Copy the data from the line that contains "Where can you see the man's arm" to its last line, exactly, including both of those lines and leaving out everything before.

-------- Data provided --------

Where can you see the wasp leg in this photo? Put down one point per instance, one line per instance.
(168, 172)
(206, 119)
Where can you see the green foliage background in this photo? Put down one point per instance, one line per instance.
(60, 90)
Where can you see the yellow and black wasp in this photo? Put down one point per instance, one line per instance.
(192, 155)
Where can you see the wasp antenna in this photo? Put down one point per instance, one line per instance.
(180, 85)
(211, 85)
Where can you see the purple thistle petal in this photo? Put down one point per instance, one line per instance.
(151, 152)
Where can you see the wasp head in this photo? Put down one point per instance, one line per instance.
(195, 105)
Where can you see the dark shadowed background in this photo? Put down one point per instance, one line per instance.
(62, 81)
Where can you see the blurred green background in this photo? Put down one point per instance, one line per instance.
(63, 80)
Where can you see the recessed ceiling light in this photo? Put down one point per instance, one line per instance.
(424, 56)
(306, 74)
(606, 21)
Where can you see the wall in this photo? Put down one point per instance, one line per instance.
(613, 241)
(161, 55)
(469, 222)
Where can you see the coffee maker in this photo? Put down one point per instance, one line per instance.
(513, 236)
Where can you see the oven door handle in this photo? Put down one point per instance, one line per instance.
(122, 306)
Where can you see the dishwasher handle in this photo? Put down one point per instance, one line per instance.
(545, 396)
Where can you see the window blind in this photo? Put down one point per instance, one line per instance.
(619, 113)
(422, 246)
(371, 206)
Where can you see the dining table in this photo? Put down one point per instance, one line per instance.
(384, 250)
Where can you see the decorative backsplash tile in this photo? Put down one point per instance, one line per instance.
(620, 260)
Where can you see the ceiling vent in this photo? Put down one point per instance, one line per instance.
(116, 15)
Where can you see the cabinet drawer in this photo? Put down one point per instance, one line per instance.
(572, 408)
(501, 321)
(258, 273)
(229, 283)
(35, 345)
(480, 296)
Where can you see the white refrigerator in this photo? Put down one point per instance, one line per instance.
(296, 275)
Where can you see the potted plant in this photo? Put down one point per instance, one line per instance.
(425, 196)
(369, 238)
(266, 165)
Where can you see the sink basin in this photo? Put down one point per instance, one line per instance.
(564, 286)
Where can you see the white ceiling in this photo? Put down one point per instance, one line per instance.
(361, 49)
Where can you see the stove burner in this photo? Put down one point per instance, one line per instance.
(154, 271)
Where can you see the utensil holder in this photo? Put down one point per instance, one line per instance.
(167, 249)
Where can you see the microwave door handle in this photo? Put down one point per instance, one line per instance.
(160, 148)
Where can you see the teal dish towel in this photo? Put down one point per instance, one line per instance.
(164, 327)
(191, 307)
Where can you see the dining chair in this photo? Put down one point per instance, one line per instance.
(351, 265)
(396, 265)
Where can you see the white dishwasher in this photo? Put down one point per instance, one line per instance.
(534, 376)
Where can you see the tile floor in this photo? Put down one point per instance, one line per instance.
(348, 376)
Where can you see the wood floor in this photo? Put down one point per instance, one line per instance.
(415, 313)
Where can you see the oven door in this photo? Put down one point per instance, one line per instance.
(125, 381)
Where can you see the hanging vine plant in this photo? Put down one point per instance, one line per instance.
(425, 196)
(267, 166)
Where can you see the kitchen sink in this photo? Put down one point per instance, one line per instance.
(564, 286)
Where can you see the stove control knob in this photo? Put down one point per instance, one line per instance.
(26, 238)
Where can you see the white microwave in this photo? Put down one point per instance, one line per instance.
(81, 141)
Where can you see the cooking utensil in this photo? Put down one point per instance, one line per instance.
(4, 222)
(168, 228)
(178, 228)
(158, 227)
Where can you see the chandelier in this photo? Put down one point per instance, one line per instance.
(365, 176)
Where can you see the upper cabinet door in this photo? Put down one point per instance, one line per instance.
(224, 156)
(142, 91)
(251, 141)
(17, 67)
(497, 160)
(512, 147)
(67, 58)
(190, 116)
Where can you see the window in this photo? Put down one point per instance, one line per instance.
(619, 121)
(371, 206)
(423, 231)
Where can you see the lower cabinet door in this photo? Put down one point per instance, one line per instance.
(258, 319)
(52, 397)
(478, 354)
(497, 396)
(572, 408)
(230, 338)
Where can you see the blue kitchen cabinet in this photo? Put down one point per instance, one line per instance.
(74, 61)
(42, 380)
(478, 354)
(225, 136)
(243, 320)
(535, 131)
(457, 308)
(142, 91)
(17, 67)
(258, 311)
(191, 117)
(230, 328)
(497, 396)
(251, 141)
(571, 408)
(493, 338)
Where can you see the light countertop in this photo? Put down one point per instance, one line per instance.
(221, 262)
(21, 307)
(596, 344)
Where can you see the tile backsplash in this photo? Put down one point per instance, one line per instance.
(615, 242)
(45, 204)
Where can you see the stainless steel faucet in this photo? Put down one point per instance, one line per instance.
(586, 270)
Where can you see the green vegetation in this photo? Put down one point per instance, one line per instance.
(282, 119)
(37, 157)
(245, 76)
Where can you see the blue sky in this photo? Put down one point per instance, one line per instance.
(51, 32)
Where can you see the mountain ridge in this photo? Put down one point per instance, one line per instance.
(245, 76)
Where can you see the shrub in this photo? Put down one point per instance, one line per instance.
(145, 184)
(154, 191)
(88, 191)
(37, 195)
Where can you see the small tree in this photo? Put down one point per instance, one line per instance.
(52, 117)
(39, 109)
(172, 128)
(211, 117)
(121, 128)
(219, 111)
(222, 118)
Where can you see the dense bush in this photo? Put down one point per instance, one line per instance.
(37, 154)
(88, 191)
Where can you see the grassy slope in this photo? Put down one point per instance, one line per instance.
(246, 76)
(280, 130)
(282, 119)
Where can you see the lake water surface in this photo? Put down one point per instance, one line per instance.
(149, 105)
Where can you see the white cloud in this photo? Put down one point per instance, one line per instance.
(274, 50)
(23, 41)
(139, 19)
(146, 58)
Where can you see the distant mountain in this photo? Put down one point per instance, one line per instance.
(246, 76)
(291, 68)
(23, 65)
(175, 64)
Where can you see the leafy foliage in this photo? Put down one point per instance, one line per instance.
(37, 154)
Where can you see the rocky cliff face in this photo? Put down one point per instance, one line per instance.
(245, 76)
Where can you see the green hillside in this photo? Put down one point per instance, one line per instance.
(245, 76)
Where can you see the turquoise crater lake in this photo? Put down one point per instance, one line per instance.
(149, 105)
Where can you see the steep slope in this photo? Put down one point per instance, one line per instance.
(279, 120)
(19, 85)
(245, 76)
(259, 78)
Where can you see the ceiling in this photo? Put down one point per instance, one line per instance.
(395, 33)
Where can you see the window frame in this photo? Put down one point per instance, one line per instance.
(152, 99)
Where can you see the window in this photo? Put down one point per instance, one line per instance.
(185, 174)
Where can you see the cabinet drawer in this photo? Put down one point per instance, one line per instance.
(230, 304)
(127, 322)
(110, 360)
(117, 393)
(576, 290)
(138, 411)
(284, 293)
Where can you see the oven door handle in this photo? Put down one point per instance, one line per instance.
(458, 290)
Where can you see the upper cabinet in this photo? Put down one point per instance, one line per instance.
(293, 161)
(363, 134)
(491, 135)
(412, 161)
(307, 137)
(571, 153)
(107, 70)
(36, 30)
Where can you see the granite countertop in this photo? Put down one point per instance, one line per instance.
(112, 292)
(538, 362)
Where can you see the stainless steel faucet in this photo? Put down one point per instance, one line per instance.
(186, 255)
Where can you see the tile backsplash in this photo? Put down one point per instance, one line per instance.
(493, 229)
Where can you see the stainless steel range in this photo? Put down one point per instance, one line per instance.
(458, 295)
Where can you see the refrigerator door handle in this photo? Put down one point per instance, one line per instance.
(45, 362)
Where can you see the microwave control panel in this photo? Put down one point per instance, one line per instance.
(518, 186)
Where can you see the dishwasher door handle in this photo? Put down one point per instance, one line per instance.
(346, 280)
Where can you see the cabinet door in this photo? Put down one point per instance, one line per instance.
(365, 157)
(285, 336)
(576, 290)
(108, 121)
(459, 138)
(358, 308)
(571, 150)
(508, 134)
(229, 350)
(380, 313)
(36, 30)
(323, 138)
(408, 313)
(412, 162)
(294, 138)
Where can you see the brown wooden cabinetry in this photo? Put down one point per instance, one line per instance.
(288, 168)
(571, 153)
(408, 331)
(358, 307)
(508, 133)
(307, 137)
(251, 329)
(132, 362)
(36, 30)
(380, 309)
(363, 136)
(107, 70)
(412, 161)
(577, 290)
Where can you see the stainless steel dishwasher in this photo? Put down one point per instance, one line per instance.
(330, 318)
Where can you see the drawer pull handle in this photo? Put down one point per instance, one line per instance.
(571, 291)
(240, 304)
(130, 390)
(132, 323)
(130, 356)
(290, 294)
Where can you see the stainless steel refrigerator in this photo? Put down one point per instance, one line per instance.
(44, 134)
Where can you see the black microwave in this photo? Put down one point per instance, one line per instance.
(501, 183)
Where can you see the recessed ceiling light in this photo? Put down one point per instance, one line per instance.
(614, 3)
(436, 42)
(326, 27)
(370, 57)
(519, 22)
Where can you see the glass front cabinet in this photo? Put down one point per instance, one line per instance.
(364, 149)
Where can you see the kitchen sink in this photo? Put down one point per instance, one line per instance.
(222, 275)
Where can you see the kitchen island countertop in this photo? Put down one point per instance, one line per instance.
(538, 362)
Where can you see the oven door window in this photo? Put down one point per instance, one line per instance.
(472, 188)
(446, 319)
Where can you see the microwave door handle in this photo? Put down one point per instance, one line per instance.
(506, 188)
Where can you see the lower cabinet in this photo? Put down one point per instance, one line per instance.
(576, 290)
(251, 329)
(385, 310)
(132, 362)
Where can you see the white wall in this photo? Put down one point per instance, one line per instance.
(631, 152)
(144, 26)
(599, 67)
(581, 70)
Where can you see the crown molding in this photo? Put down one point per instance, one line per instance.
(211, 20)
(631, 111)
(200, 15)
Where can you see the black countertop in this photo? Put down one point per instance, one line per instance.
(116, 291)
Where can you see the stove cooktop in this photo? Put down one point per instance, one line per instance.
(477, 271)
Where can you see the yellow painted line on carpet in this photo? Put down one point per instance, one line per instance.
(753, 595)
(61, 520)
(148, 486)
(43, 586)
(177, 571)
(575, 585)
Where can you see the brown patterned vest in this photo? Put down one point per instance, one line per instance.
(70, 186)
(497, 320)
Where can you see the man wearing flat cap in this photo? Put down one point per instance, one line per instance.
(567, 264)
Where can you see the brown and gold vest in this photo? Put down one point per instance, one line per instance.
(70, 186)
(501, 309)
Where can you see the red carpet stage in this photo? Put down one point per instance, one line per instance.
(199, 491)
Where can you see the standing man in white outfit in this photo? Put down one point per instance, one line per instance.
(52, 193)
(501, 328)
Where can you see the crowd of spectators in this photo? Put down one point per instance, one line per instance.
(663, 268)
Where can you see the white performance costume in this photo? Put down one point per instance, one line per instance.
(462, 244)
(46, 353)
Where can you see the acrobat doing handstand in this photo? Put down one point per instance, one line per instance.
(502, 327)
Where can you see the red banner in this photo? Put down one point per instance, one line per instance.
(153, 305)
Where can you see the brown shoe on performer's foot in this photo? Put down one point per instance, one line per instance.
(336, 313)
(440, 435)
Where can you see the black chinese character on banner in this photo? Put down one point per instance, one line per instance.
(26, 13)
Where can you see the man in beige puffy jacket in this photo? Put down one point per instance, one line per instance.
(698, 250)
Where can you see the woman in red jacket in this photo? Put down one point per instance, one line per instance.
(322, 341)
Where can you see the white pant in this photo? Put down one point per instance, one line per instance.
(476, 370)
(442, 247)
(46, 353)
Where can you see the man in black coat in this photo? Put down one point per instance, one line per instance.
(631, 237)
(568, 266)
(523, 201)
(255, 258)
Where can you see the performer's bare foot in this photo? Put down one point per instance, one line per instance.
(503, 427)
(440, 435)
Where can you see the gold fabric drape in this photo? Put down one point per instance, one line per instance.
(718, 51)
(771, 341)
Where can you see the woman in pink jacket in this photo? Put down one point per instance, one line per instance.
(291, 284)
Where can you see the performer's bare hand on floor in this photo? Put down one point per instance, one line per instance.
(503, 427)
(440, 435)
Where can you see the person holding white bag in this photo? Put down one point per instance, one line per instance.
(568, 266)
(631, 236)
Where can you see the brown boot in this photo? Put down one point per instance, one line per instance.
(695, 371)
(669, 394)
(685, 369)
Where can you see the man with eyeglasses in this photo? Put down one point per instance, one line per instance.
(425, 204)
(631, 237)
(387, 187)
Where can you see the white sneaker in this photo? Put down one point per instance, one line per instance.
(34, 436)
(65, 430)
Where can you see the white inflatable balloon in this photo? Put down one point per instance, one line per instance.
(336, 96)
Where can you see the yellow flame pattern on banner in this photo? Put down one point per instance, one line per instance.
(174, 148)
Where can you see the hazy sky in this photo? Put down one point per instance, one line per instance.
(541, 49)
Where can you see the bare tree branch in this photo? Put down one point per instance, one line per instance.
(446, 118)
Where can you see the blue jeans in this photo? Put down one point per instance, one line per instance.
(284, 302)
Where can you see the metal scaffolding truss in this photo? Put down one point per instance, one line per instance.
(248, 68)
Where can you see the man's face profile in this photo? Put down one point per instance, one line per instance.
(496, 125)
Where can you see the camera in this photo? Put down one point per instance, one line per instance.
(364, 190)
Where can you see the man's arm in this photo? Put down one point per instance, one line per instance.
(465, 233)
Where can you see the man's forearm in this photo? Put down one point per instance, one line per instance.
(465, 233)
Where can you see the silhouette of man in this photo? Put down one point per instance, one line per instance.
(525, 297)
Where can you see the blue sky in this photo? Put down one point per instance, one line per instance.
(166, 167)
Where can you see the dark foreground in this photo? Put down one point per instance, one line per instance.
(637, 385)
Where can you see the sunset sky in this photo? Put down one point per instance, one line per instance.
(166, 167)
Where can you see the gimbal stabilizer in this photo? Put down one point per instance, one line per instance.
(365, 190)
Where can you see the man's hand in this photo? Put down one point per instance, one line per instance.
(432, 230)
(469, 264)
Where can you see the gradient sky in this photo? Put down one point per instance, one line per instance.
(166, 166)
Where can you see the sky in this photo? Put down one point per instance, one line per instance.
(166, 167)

--------

## Complete answer
Where can you see the man's arm in this photo? Put down one point per instance, one line per instance.
(465, 233)
Where can you see the man's forearm in this photo? Put down one point per instance, one line per instance.
(465, 233)
Where can you see the silhouette of man in this photo? Put down one point per instance, one line per instance.
(525, 297)
Where can you see the blue sky in this photo? Put down one point per instance, one line per instance.
(166, 167)
Where can you see the dark foreground in this photo? Put down one point per instance, one line per instance.
(637, 385)
Where can you see the sunset sky in this photo? Put down one point per instance, one line per instance.
(166, 167)
Where can you see the gimbal stabilizer in this photo? Put down one point per instance, one line per instance.
(365, 190)
Where can you see the man's hand in this photo? Put down one point per instance, one line per instance.
(432, 230)
(469, 264)
Where can you see the gradient sky in this photo? Put down one point per instance, one line per instance.
(166, 166)
Where can you see the sky in this photo? Put down one point per instance, one line per instance.
(166, 167)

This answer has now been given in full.